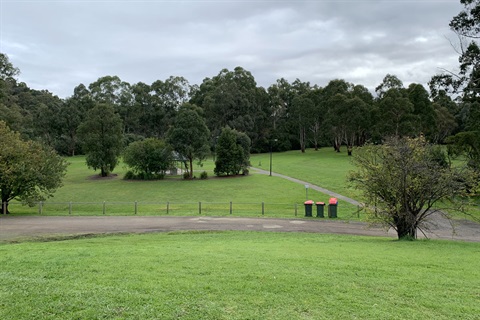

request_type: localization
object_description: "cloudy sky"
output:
[0,0,462,98]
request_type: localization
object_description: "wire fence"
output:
[1,201,362,218]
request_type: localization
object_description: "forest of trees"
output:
[0,1,480,175]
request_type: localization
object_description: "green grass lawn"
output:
[0,232,480,320]
[251,147,480,221]
[250,148,361,199]
[9,156,357,218]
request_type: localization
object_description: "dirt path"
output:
[250,167,361,206]
[0,168,480,242]
[0,216,480,242]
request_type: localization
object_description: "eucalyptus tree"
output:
[430,0,480,174]
[0,121,67,213]
[78,103,124,177]
[214,127,251,176]
[375,74,416,137]
[167,103,210,179]
[88,76,140,134]
[191,67,269,151]
[349,137,476,239]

▸ What you have to do:
Rewrite every row above, requests included, and multiply each bounding box coordinate in the outputs by 0.6, rounding to the nearest whole number with halves rounded up. Leave the pictures out.

▸ Solution to the problem:
request_type: localization
object_description: "cloudy sky"
output:
[0,0,277,59]
request_type: localization
object_description: "wire fence"
output:
[1,121,217,131]
request_type: localization
object_description: "forest of trees"
output:
[0,1,288,105]
request_type: localization
object_description: "green grass lawn"
output:
[0,139,288,192]
[151,88,288,133]
[150,89,217,119]
[5,94,214,131]
request_type: localization
object_description: "dirt path"
output:
[150,100,217,124]
[0,101,288,145]
[0,130,288,145]
request_type: localization
object_description: "eucalyptus tree"
output:
[258,0,288,104]
[0,73,40,128]
[47,62,74,106]
[128,76,151,106]
[225,44,250,82]
[100,62,126,107]
[53,46,84,80]
[115,40,161,91]
[209,82,286,143]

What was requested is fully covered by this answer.